How might the review of Clint Eastwood's film Sully go on after its last sentence? Write the next few paragraphs.

*Quoted passage:*
※ ※ ※

Directed by Clint Eastwood

Starring: Tom Hanks, Ashley Austin Morris, Adam Boyer, Wilbur Fitzgerald, Michael Rapaport, Chris Bauer, Aaron Eckhart, Brett Rice, Christopher Curry, Sam Huntington, Max Adler, Patch Darragh, Mike O'Malley, Anna Gunn, Jamey Sheridan, Laura Linney

Country: USA

Year: 2016

Review by Roberto Matteucci

“You know, it's been a while since New York had news this good. Especially with an airplane in it.”

In August 2016, Michael Hainey, Executive Director of Editorial Esquire Magazine, realizes a double interview with Clint Eastwood and his son Scott.

The occasion was the presence at the same time in cinemas of Sully directed by Eastwood father and Snowden starring Scott Eastwood.

During the interview Eastwood's father, with the same determination of Dirty Harry says:

“But he's onto something, because secretly everybody's getting tired of political correctness, kissing up. That's the kiss-ass generation we're in right now. We're really in a pussy generation. Everybody's walking on eggshells. We see people accusing people of being racist and all kinds of stuff. When I grew up, those things weren't called racist. And then when I did Gran Torino, even my associate said, "This is a really good script, but it's politically incorrect." And I said, "Good. Let me read it tonight." The next morning, I came in and I threw it on his desk and I said, "We're starting this immediately."” [1]

Chesley 'Sully' Sullenberger is not a member of the “pussy generation”.

Sully assumed his responsibilities.

On 15 January 2009, Sully was the commander in flight 1549 from New York airport, La Guardia, bound for Charlotte in Nord Carolina. A short flight, about an hour and a quarter. Inside the airplane, there were the pilot - Sully - the vice pilot, three assistants and one hundred and fifty passengers.

Until a few days before in New York had snowed, but that day the weather was good. The flight had just risen when a flock of birds hit the aircraft. The two engines suffered a contemporary block. Without motors, the control tower ordered him to return to one of two nearby airports. Sully immediately discards the proposal; too distant for aircraft autonomy. Sully alone, in some seconds, saw beneath him a great track, a water track, the Hudson River. He took the decision, he want to land on the river.

Ditching was perfect, the fuselage did not undergo breakage, passengers come out neatly and position themselves on the slides or waiting on the wings. Sully, as a good captain, was the last to leave the plane, he wanted to be sure that all people have left.

People immediately recognizes the value of the gesture and raises Sully as a hero.

Clint Eastwood creates a series of characters, especially among passengers.

However, his favorite character is Sully, starring Tom Hanks.

In the first scene, Sully had a nightmare, he drives a plane, which slams against the New York houses; it is the interpretation of the trauma of all Americans: the attack on 9 September.

The background of Sully is still more far away: the love of flying, the first flight, and war.

The popularity of Sully is high both among ordinary people, as in a pub, and in the big talk shows like Late Show with David Letterman.

※ ※ ※

Records taken from a collection:
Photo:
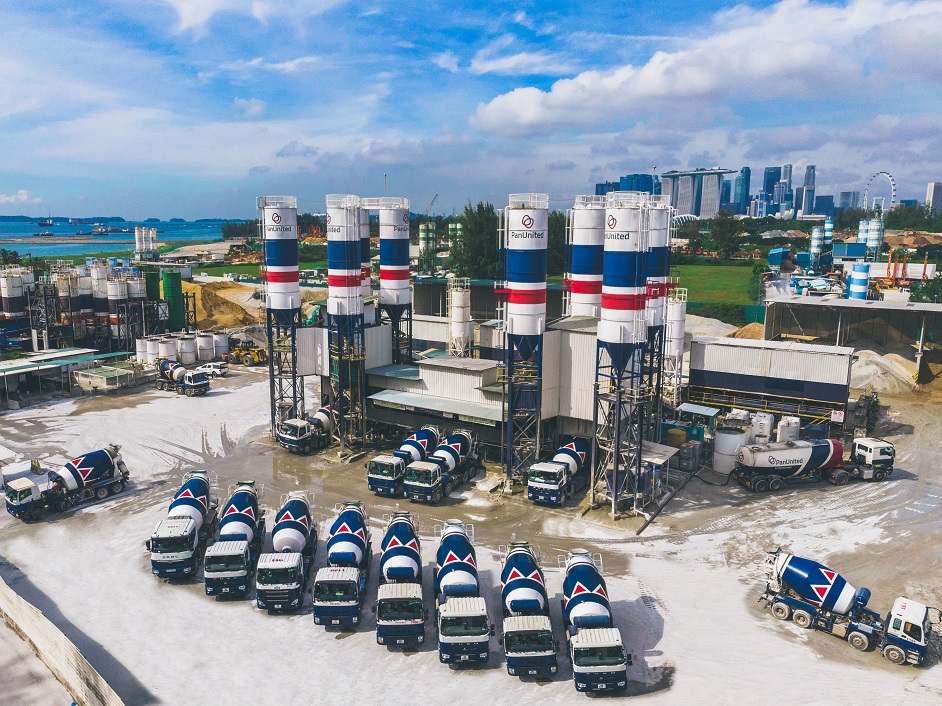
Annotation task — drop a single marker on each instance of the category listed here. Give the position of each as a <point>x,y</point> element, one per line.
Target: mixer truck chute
<point>92,476</point>
<point>178,542</point>
<point>814,596</point>
<point>385,473</point>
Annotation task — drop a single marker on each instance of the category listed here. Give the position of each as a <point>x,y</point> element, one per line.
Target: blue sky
<point>192,108</point>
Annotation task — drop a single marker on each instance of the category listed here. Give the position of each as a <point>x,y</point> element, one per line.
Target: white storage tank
<point>726,443</point>
<point>186,350</point>
<point>205,347</point>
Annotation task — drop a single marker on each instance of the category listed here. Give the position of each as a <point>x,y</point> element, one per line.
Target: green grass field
<point>715,284</point>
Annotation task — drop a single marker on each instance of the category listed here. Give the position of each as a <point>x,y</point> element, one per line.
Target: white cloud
<point>447,60</point>
<point>796,49</point>
<point>250,106</point>
<point>21,196</point>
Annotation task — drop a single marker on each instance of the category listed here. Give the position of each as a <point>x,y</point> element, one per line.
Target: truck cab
<point>280,581</point>
<point>400,615</point>
<point>424,482</point>
<point>529,646</point>
<point>872,458</point>
<point>175,547</point>
<point>546,483</point>
<point>300,436</point>
<point>464,630</point>
<point>599,660</point>
<point>384,475</point>
<point>338,594</point>
<point>227,568</point>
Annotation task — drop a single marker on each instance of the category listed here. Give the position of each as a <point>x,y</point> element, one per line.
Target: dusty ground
<point>684,593</point>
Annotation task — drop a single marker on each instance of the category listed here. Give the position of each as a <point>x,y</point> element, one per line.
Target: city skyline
<point>192,108</point>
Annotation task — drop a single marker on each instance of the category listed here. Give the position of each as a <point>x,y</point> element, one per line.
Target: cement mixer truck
<point>762,467</point>
<point>384,474</point>
<point>179,540</point>
<point>464,630</point>
<point>173,377</point>
<point>229,563</point>
<point>283,574</point>
<point>400,605</point>
<point>599,660</point>
<point>529,646</point>
<point>553,482</point>
<point>92,476</point>
<point>302,436</point>
<point>815,597</point>
<point>340,587</point>
<point>451,464</point>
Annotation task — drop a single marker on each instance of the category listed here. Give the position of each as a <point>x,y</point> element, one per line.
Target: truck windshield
<point>383,470</point>
<point>218,564</point>
<point>545,476</point>
<point>418,475</point>
<point>529,641</point>
<point>598,656</point>
<point>283,574</point>
<point>170,545</point>
<point>399,609</point>
<point>466,626</point>
<point>335,592</point>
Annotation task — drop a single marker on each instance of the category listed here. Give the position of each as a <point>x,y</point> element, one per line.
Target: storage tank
<point>193,498</point>
<point>186,350</point>
<point>859,281</point>
<point>173,295</point>
<point>726,443</point>
<point>400,553</point>
<point>292,530</point>
<point>456,568</point>
<point>205,347</point>
<point>240,515</point>
<point>587,228</point>
<point>220,344</point>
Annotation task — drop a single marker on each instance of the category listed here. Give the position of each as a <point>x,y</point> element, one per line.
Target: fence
<point>64,660</point>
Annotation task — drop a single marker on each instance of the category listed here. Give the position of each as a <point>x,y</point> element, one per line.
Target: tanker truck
<point>763,467</point>
<point>529,646</point>
<point>464,629</point>
<point>94,475</point>
<point>814,596</point>
<point>384,474</point>
<point>400,606</point>
<point>303,436</point>
<point>283,574</point>
<point>340,587</point>
<point>173,377</point>
<point>553,482</point>
<point>179,540</point>
<point>599,660</point>
<point>229,563</point>
<point>450,464</point>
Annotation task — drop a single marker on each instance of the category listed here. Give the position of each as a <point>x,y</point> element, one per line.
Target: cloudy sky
<point>192,108</point>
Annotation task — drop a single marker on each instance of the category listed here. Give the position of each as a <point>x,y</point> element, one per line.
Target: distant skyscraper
<point>741,190</point>
<point>772,176</point>
<point>807,206</point>
<point>934,196</point>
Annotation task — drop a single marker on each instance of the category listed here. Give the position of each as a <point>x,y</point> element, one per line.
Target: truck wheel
<point>802,619</point>
<point>894,654</point>
<point>859,641</point>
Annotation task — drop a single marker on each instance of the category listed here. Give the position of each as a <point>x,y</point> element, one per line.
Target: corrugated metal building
<point>812,381</point>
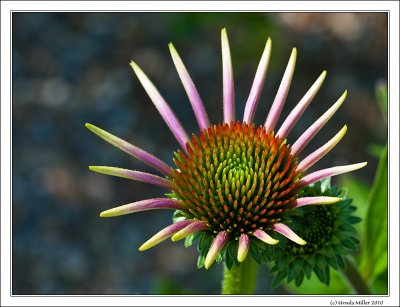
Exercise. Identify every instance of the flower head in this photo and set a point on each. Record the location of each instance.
(234, 184)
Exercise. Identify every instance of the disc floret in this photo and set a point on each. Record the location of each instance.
(233, 185)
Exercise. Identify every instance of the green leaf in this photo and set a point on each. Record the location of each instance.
(382, 98)
(278, 278)
(313, 286)
(299, 279)
(375, 236)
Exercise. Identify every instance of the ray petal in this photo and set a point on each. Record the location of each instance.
(263, 236)
(288, 233)
(144, 205)
(281, 95)
(135, 175)
(190, 89)
(166, 113)
(307, 136)
(132, 150)
(298, 110)
(328, 172)
(244, 246)
(164, 234)
(193, 227)
(316, 200)
(228, 84)
(314, 157)
(218, 244)
(258, 83)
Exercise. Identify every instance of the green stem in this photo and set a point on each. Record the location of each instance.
(354, 277)
(240, 280)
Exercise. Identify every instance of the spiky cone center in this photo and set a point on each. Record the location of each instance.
(315, 224)
(236, 178)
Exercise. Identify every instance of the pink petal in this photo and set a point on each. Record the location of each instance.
(258, 83)
(244, 246)
(281, 95)
(218, 244)
(314, 157)
(307, 136)
(288, 233)
(228, 87)
(190, 89)
(328, 172)
(263, 236)
(132, 150)
(164, 234)
(166, 113)
(316, 200)
(135, 175)
(193, 227)
(295, 114)
(144, 205)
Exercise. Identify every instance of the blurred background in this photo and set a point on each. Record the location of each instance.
(73, 68)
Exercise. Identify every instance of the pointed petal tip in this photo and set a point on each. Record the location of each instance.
(105, 213)
(142, 248)
(301, 242)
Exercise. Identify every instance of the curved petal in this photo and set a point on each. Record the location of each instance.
(132, 150)
(190, 89)
(328, 172)
(281, 95)
(164, 234)
(258, 83)
(144, 205)
(288, 233)
(218, 244)
(263, 236)
(295, 114)
(307, 136)
(228, 84)
(316, 200)
(166, 113)
(314, 157)
(135, 175)
(244, 246)
(193, 227)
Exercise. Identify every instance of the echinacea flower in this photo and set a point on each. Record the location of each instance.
(234, 183)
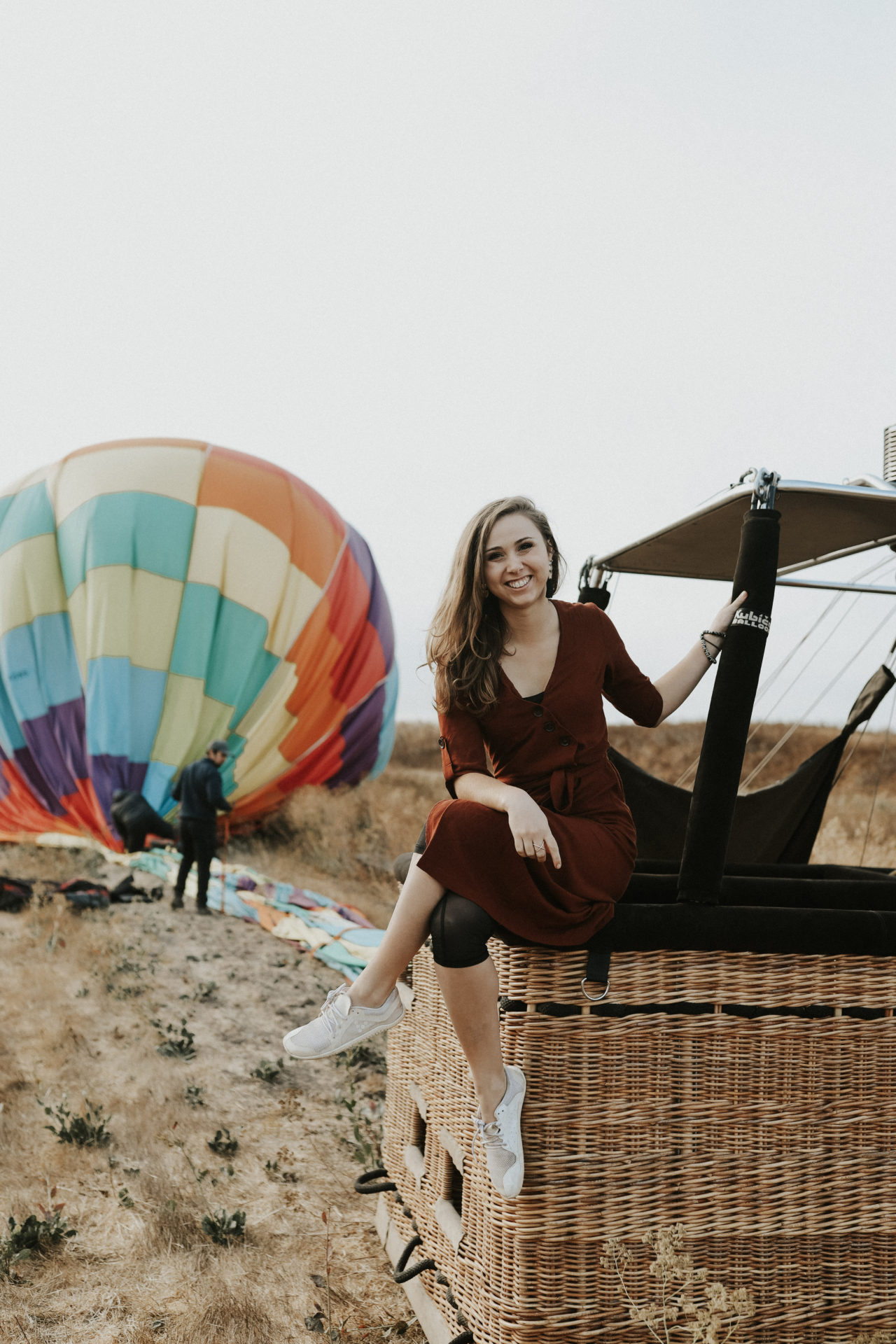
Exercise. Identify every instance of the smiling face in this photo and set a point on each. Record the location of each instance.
(517, 565)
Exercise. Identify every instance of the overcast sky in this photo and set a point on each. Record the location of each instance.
(606, 254)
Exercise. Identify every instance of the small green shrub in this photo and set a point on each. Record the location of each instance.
(267, 1072)
(34, 1237)
(223, 1144)
(88, 1130)
(174, 1043)
(365, 1109)
(225, 1227)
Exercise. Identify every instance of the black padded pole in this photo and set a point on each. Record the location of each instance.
(713, 806)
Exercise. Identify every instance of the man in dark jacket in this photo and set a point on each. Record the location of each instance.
(200, 799)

※ ※ ※

*Result of this exercise:*
The accident scene has a perfect reconstruction, short and intense. The blow with the birds, the discussion with the control tower, the decision and ditching. In two hundred and eight seconds the commander decided the best solution. However, for someone is not a hero. Sully has an enemy: the National Transportation Safety Board, a federal agency responsible for civil transportation accident investigation, we can briefly read in bureaucracy.

For the agency, the Sully behavior was incorrect.

Why? He had saved all, what did he do wrong?

The reason is incredible, he did not follow the instructions of the control tower, he refused to land in an airport, but it took a decision on his own.

NTSF reads in the behavior of Sully as a menace of their existence, their chair, their interests, so the existence of the state itself; the state as a conglomerate of offices, bureaucratic, authoritarian controls, paper sheets, manuals of behavior.

The agency used computer to demonstrate the faults of Sully. A simulated flight seems to show that the plane had enough time to reach the airport. The computer has become infallible. For the agency, the computer is impeccable while the human decision, the experience are wrongs. The message is clear: the National Transportation Safety Board belongs to the pussy generation. They consider themselves superior. Eastwood has fun with the members of the agency; shoot them into strange position, while the faces are full of grimaces. At the beginning, they reveal superiority, but when their argument vanishes, the director shows them like sad and gloom persons.

The film revolves around the river. The Hudson is quiet, peaceful. We look at the beginning while Sully runs next to the river. It is the location of the incident, but it is not just a spectator, the river helps people to save. Sure, it is cold, who jumped into the water has not made a good choice, but the river has a physical connection to Sully.

The final sequences of the film divided moods. On one hand the pussy generation: the bureaucracy, the politically correct, the snobs, the radical chic. In the other side, there is normal people, people who every day go to work. They are honest.

Sully is a normal person, he has no vanity, and he does not aspire to sanctification. Eastwood shows when he is talking on the phone with his wife about everyday problems, and scared for the future.

The director creates tension on the agency's behavior, up to transform it in disgust, in anger. Indeed, it seems that the author thought to change history.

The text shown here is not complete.